Dust a kneading surface with remaining flour. Turn dough onto floured surface and knead until smooth and elastic (5 to 8 minutes), adding flour as necessary to eliminate sticking.

Form dough into a ball. Lightly oil a large bowl and invert over dough. Let rise for 20 minutes. While dough is rising, prepare filling and preheat oven to 425 degrees F.

Filling

Ingredients

  • 1 T. olive oil
  • 1/2 cup chopped onions
  • 2 to 3 cloves finely chopped garlic
  • 2 medium zucchini, sliced
  • 1 large, meaty tomato, washed, quartered, rinsed of seeds, and cut into 1/2-inch pieces
  • 1 T. chopped fresh basil
  • 1/4 tsp. salt

Preparation
In a heavy skillet, heat oil. Add garlic, onions and zucchini. Sauté over medium heat until zucchini is tender, about 5 minutes. Place mixture in a bowl and set aside. Add tomatoes to skillet and sauté over medium-high heat until tomatoes are tender and liquid has evaporated. Stir in basil and salt. Combine with zucchini mixture.

-- Dataset content --
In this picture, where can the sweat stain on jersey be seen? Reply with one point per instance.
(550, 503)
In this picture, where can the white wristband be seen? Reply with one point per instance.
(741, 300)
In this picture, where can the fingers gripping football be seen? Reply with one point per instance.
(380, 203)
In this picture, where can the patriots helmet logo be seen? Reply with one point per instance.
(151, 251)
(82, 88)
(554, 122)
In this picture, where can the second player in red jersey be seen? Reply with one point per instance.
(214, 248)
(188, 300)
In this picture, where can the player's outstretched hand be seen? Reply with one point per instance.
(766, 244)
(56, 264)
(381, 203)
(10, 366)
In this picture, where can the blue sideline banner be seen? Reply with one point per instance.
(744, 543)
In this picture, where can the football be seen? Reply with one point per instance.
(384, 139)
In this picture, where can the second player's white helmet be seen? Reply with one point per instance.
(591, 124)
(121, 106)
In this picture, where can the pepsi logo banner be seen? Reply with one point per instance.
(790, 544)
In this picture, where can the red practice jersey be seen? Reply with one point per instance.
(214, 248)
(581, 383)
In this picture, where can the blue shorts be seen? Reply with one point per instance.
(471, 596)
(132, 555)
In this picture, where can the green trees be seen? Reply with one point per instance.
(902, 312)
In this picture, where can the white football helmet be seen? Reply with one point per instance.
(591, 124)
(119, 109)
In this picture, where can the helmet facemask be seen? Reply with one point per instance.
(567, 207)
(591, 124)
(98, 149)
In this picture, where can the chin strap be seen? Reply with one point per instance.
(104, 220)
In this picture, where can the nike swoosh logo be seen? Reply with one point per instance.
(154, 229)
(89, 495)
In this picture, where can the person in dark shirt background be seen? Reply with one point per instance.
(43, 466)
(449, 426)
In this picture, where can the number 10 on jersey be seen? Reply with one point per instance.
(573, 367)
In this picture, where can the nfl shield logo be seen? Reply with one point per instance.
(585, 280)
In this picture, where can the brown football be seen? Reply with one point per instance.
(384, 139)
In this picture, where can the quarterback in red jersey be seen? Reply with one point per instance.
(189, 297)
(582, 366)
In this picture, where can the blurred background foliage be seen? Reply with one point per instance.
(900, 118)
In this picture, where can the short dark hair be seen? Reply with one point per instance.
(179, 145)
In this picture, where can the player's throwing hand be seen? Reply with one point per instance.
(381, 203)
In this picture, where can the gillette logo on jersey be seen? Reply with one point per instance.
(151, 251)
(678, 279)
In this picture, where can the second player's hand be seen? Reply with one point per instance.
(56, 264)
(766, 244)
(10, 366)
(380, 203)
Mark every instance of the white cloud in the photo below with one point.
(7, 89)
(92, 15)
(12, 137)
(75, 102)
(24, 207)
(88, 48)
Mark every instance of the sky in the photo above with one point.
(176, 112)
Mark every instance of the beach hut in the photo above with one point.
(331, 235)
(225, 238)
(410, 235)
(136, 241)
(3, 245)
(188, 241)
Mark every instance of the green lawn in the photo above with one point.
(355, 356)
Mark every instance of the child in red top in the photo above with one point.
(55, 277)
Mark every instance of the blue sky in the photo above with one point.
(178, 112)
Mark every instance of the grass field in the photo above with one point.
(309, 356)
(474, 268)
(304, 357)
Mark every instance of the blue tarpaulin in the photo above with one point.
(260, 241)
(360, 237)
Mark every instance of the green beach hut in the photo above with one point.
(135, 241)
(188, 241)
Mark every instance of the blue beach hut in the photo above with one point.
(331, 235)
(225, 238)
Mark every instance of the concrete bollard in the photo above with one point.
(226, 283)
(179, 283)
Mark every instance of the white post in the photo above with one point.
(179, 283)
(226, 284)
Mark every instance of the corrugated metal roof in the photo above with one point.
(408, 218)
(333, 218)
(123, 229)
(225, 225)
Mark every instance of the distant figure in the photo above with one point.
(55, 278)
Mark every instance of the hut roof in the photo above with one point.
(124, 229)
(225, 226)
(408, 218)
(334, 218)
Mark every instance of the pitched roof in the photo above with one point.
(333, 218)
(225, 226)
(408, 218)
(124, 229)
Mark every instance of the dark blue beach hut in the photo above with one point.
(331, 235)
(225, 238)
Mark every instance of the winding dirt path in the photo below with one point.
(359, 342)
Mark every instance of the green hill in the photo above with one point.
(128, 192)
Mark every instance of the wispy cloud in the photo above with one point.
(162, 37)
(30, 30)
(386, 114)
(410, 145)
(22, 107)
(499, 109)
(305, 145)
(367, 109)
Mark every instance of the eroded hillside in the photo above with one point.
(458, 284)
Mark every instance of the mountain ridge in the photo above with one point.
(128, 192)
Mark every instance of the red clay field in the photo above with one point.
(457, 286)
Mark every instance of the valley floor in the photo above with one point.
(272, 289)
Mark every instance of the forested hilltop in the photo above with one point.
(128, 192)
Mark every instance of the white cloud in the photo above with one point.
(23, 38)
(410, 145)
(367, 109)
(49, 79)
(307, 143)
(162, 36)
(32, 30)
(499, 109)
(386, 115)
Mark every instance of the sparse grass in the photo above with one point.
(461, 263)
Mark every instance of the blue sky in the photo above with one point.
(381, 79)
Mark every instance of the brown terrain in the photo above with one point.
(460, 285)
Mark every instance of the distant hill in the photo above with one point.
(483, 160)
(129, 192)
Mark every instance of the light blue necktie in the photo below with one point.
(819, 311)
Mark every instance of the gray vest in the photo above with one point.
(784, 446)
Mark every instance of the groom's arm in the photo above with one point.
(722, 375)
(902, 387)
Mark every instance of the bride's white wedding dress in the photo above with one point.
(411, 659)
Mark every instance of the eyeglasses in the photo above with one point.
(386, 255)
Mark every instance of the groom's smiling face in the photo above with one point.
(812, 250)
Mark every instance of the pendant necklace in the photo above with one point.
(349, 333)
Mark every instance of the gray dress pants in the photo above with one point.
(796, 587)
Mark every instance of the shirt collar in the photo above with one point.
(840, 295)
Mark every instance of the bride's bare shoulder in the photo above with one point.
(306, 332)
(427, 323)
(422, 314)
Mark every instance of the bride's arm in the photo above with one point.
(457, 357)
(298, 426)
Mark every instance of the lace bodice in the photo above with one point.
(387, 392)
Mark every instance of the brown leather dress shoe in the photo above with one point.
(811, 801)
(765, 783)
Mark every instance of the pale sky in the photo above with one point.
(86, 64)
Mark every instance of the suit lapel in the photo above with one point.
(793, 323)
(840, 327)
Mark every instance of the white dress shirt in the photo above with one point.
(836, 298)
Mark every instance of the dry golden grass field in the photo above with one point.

-- Your assignment --
Extend the recipe for dough and zucchini filling, picking up right after its final sentence.

-- Exercise result --
Assembly and Topping

Ingredients

  • 2 T. cornmeal
  • 8 ounces mozzarella cheese, cut into 1/4-inch cubes

Preparation
Lightly oil a 14-inch pizza pan and sprinkle with cornmeal. Punch down dough and roll out to fit pan. Place dough on pan, press down and crimp around edges to form a slight ridge. Spread filling onto dough, to within 1 inch of the edge. Top with cheese. Bake on lowest rack of oven 25 to 30 minutes, until crust is golden. Serves 6.